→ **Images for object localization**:
☆ ☆ ☆ ☆ ☆
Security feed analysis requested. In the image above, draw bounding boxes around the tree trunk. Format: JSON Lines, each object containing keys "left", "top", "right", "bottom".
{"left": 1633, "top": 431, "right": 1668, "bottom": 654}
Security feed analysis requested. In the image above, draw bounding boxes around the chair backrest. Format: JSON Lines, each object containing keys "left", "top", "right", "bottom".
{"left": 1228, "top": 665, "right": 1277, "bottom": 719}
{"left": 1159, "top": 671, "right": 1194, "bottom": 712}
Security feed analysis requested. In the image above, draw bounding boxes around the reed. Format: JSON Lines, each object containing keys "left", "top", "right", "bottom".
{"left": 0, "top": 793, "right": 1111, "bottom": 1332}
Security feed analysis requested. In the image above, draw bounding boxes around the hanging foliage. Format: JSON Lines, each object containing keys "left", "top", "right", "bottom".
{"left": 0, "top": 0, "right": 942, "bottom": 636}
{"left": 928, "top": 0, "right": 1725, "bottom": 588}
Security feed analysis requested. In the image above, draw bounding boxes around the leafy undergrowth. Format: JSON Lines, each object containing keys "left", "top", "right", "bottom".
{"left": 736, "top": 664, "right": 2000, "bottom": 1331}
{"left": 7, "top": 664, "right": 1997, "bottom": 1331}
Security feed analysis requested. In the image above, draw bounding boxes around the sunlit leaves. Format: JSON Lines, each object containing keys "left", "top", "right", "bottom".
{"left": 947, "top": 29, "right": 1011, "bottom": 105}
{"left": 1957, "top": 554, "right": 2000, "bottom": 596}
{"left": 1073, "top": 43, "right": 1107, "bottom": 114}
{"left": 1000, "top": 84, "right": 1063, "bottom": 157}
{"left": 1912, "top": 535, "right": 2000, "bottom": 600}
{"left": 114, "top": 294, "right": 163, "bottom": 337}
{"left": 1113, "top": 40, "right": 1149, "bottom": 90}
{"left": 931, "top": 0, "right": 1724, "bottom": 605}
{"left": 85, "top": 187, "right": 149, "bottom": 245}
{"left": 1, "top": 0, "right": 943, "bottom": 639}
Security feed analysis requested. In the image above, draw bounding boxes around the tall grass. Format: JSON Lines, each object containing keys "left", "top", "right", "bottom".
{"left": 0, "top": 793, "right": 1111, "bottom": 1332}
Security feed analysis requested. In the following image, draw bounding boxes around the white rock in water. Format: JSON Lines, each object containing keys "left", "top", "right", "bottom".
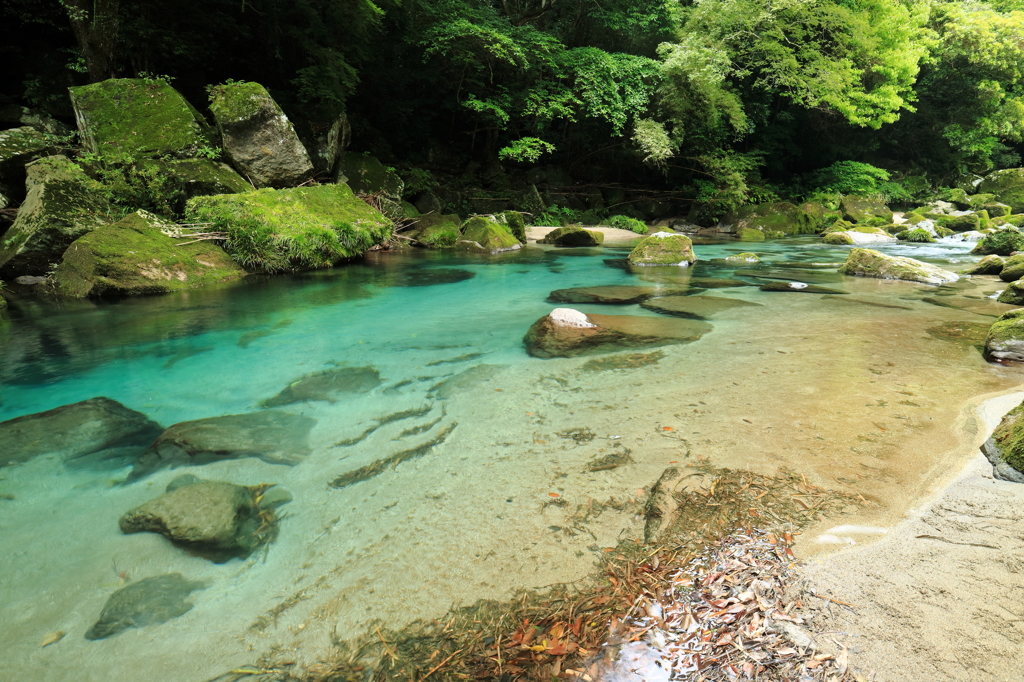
☆ ☆ ☆ ☆ ☆
→ **Task statement**: Give the entries again exactly. Pictures stay out.

→ **Your response**:
Security feed analysis requested. In the image above, draw bounding boxes around the tree trunk. Format: JSON Lines, each object containing keys "left", "top", "right", "bottom".
{"left": 1633, "top": 431, "right": 1668, "bottom": 654}
Security feed analysis requested. In the image above, draw bounding boxes around the chair backrest. Format: JSON Lines, each object containing keys "left", "top", "right", "bottom".
{"left": 1228, "top": 665, "right": 1277, "bottom": 719}
{"left": 1159, "top": 671, "right": 1194, "bottom": 712}
Security feed analysis requested. In the image above, draw bounding boxes around the reed. Format: JSON Lines, each object containing keys "left", "top", "right", "bottom".
{"left": 0, "top": 793, "right": 1111, "bottom": 1332}
Security feed analysis requested. In the image above, draw bounding boxes around the hanging foliage. Format: JSON Lines, each object containing keys "left", "top", "right", "bottom".
{"left": 0, "top": 0, "right": 942, "bottom": 636}
{"left": 928, "top": 0, "right": 1725, "bottom": 588}
Security feed analysis requested. In the image above, draw bounding boxes around the leafy undergrowth. Format: JSON Lines, each object containing keys "left", "top", "right", "bottom".
{"left": 736, "top": 664, "right": 2000, "bottom": 1331}
{"left": 7, "top": 664, "right": 1997, "bottom": 1331}
Security feed analysis requested. In the image above, draw bounding boxes around the sunlit leaves. Format: JSON Lines, each object containing keys "left", "top", "right", "bottom".
{"left": 947, "top": 29, "right": 1011, "bottom": 105}
{"left": 1957, "top": 554, "right": 2000, "bottom": 596}
{"left": 1073, "top": 43, "right": 1107, "bottom": 114}
{"left": 1000, "top": 84, "right": 1063, "bottom": 157}
{"left": 1912, "top": 535, "right": 2000, "bottom": 600}
{"left": 114, "top": 294, "right": 163, "bottom": 337}
{"left": 1113, "top": 40, "right": 1149, "bottom": 90}
{"left": 931, "top": 0, "right": 1724, "bottom": 605}
{"left": 85, "top": 187, "right": 149, "bottom": 245}
{"left": 1, "top": 0, "right": 943, "bottom": 639}
Security feed analysis requested. In the image above, draw bounding boxes around the tall grass. Format: JSON Lines, each object containing keys "left", "top", "right", "bottom".
{"left": 0, "top": 793, "right": 1111, "bottom": 1332}
Security feed analysis requested. In the following image, draw bounding boxes around the white rock in water. Format: JSON Lines, each object containing keys "left", "top", "right", "bottom".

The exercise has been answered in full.